• **Exercise objective**: Write out the issue discussion below on mismatched speaker IDs in full, word for word and unchanged.

• **Text extract**:
Closed nilsreiter closed 4 years ago

nilsreiter commented 5 years ago

Related to https://github.com/quadrama/DramaAnalysis/issues/157.

pagelj commented 4 years ago

This happens when the Speaker IDs in the text are not identical with any ID in <listPerson>

For example, in Faust II (11d11.0), there is a choir in the beginning:

 <sp who="#chor">
    <speaker>CHOR</speaker>
        <stage>
            <hi>einzeln, zu zweien und vielen, abwechselnd und gesammelt.</hi>
         </stage>
         <lg>
            <l>Wenn sich lau die Lüfte füllen</l>
            <l>Um den grünumschränkten Plan,</l>
            <l>Süße Düfte, Nebelhüllen</l>
             <l>Senkt die Dämmerung heran.</l>
          </lg>

which is labeled as

 <person xml:id="chor_anmutige_gegend">
     <persName>CHOR (ANMUTIGE GEGEND)</persName>
 </person>

in <listPerson>

pagelj commented 4 years ago

After checking some more examples, this is primarily a problem with group characters such as alle etc.

• **Given material**:
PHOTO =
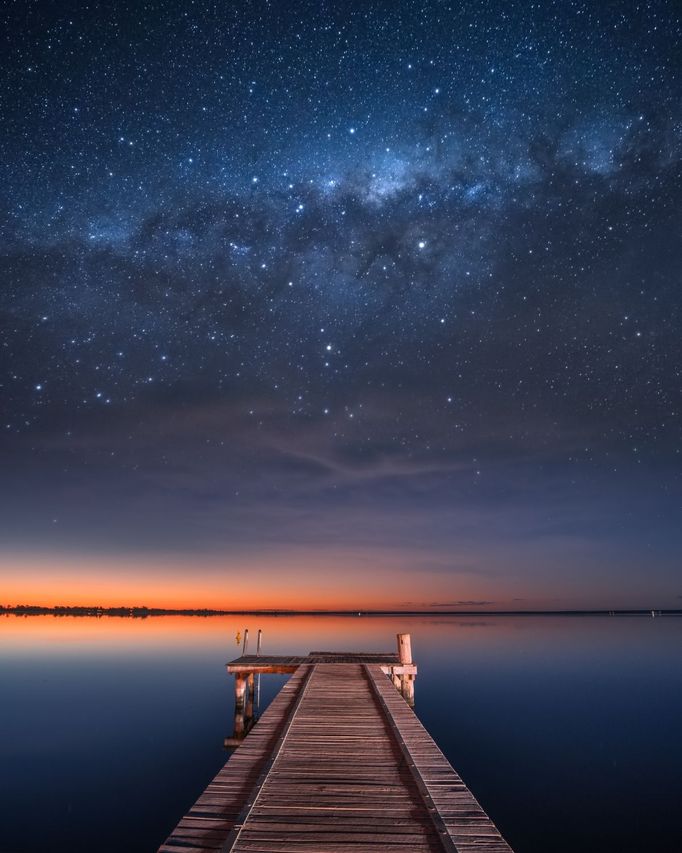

• **Reply to the exercise**:
Closed nilsreiter closed 4 years ago

nilsreiter commented 5 years ago

Related to https://github.com/quadrama/DramaAnalysis/issues/157.

pagelj commented 4 years ago

This happens when the Speaker IDs in the text are not identical with any ID in <listPerson>

For example, in Faust II (11d11.0), there is a choir in the beginning:

 <sp who="#chor">
    <speaker>CHOR</speaker>
        <stage>
            <hi>einzeln, zu zweien und vielen, abwechselnd und gesammelt.</hi>
         </stage>
         <lg>
            <l>Wenn sich lau die Lüfte füllen</l>
            <l>Um den grünumschränkten Plan,</l>
            <l>Süße Düfte, Nebelhüllen</l>
             <l>Senkt die Dämmerung heran.</l>
          </lg>

which is labeled as

 <person xml:id="chor_anmutige_gegend">
     <persName>CHOR (ANMUTIGE GEGEND)</persName>
 </person>

in <listPerson>

pagelj commented 4 years ago

After checking some more examples, this is primarily a problem with group characters such as alle etc.